## What you should do
What's needed is an exact copy of the lines from the one that contains "Where can the tomato half" to the end of the data below, leaving the pictures out.

## Supplied records
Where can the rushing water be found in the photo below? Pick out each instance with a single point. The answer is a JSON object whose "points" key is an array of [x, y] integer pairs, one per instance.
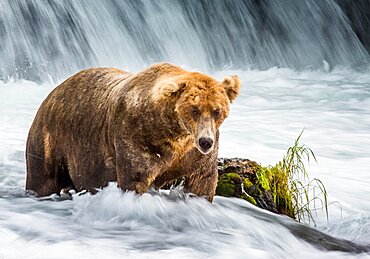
{"points": [[324, 89]]}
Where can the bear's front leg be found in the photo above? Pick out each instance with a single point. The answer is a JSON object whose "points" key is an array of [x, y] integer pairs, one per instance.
{"points": [[136, 169]]}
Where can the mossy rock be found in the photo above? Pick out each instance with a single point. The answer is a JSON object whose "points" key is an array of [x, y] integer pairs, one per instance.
{"points": [[229, 185]]}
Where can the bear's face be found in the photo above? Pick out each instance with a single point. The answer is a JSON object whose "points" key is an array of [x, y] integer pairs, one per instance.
{"points": [[203, 106]]}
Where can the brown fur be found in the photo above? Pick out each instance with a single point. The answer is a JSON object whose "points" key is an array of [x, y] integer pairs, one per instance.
{"points": [[141, 129]]}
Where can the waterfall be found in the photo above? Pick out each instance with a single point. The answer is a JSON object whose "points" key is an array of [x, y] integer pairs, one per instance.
{"points": [[41, 40]]}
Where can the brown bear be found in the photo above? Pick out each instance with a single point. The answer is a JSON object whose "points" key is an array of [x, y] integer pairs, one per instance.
{"points": [[141, 130]]}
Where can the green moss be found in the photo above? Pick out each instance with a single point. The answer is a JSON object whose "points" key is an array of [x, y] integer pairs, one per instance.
{"points": [[232, 176], [263, 177], [247, 183]]}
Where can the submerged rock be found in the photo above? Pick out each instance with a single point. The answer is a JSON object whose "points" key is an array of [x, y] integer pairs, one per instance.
{"points": [[238, 178]]}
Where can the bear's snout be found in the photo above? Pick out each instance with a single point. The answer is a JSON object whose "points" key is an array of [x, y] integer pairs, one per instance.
{"points": [[205, 144]]}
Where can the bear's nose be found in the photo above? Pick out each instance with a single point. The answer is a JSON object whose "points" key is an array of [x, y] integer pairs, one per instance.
{"points": [[205, 143]]}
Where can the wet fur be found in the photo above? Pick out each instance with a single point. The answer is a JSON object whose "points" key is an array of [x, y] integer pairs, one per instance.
{"points": [[104, 124]]}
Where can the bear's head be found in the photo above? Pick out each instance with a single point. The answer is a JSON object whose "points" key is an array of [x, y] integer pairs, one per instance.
{"points": [[202, 104]]}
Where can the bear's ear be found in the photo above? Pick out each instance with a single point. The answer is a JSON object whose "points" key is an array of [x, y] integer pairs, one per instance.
{"points": [[167, 89], [232, 86]]}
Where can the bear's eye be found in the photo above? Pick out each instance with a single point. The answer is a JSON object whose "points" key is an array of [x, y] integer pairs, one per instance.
{"points": [[216, 113], [195, 112]]}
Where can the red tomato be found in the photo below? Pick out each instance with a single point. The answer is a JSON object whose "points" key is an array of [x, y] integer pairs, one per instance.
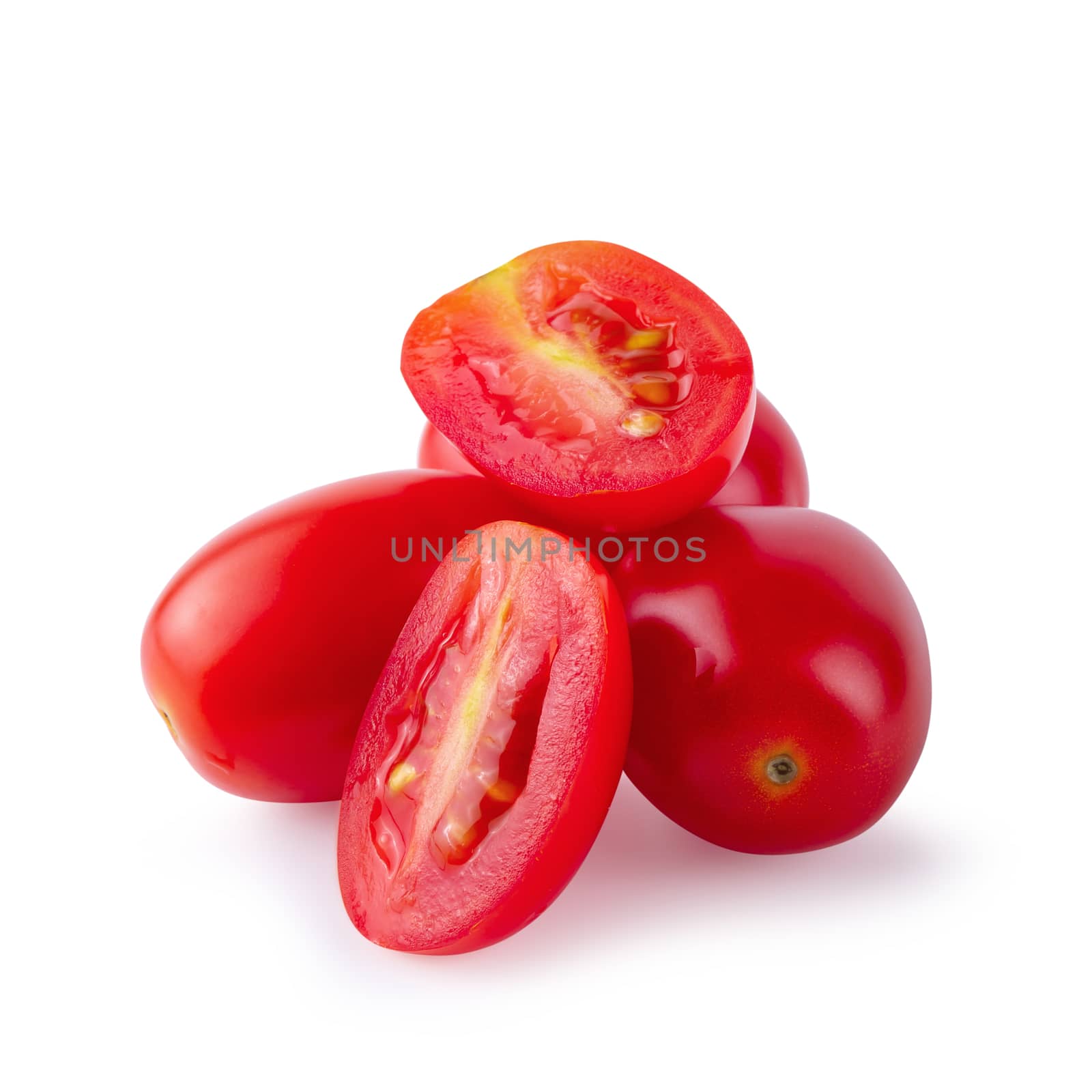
{"points": [[261, 652], [771, 471], [782, 682], [491, 749], [605, 389]]}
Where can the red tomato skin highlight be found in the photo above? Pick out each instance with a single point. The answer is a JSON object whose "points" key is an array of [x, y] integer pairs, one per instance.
{"points": [[771, 471], [557, 846], [644, 483], [262, 650], [795, 637]]}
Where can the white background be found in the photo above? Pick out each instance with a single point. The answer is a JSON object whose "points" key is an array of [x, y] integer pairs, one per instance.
{"points": [[218, 221]]}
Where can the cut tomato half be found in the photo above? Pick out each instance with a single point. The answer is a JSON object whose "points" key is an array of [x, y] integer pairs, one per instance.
{"points": [[771, 472], [591, 377], [491, 747]]}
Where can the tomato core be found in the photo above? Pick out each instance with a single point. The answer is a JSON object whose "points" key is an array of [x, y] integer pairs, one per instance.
{"points": [[592, 362], [781, 770], [463, 738]]}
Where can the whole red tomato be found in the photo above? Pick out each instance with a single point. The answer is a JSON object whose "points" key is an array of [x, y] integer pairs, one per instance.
{"points": [[491, 747], [262, 651], [605, 390], [771, 472], [782, 682]]}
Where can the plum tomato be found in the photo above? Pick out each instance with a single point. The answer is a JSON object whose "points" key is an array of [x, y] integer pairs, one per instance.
{"points": [[771, 472], [782, 682], [262, 651], [491, 747], [604, 388]]}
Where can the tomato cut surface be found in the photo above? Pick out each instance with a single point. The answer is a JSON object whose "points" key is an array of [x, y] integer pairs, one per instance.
{"points": [[491, 746], [584, 369], [771, 472]]}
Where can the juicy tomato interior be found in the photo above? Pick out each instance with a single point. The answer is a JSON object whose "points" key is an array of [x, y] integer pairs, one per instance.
{"points": [[598, 364], [462, 745], [580, 367], [500, 698]]}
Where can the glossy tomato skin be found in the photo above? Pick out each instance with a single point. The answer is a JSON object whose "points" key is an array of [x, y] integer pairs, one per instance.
{"points": [[794, 639], [605, 478], [527, 861], [771, 472], [262, 651]]}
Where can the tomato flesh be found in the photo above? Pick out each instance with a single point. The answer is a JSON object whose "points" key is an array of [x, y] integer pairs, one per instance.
{"points": [[491, 749], [582, 371], [771, 472]]}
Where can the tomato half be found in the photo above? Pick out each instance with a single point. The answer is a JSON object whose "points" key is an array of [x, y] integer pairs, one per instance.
{"points": [[491, 749], [262, 651], [782, 682], [771, 472], [605, 388]]}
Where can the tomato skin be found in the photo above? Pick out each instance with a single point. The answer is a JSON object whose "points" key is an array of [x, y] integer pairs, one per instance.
{"points": [[771, 471], [265, 647], [615, 485], [573, 775], [794, 636]]}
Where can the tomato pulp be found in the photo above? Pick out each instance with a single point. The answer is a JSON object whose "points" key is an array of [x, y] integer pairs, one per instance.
{"points": [[491, 747], [604, 388], [771, 472], [782, 684], [261, 652]]}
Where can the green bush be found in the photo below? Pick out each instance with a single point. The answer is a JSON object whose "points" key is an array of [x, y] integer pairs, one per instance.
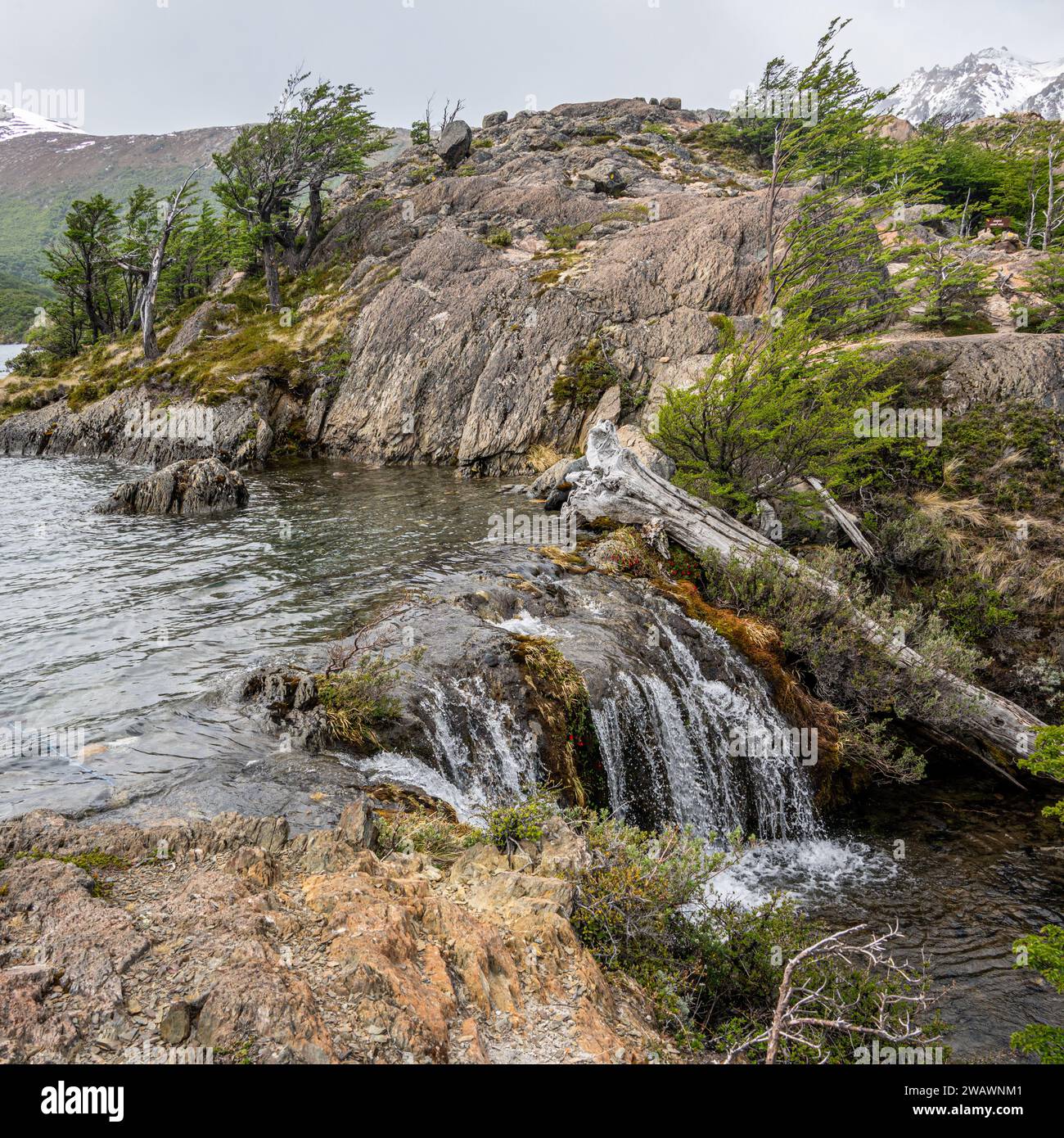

## Expected answer
Where can the tomato half be found in the photo above? Pick out each instance with a single point. The answer is a JSON object whose "points" key is an array of [x, y] integer pairs, one per instance.
{"points": [[491, 749], [262, 651], [782, 682], [771, 472], [605, 388]]}
Where can the tomato skin be found in the photo above? Pick out each instance with a single point. The answer is a JSON object whose "points" key is an array of [x, y] integer pairs, one per instance.
{"points": [[771, 471], [265, 647], [615, 485], [573, 775], [794, 636]]}
Where can the tomato pulp be found in the photo above? Pick out each instance with a single point. The answer is a JSON object whose "points" key is an array of [x, y] integer pairs, one per instance.
{"points": [[491, 747], [604, 388], [771, 472], [782, 684], [261, 652]]}
Where can the green bush be found in the photo below? Pick out each instance with a single point. The answer is a JSON object whose "points" key is an array of [x, y] integer pairs, one per instance.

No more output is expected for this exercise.